# [Task directions]
Lay out the lines below as a JSON list of strings, one string per line, with blank lines omitted.

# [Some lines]
--- --- ---

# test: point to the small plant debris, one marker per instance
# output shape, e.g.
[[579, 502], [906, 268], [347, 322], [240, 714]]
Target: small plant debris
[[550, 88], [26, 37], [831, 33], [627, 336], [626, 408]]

--- --- ---

# [Exercise solution]
[
  "# test: point to the small plant debris, one marker per instance",
  "# output shape, e.g.",
  "[[579, 502], [906, 268], [347, 322], [240, 714]]",
  "Target: small plant debris",
  "[[550, 88], [26, 37], [831, 33], [627, 336], [626, 408]]"
]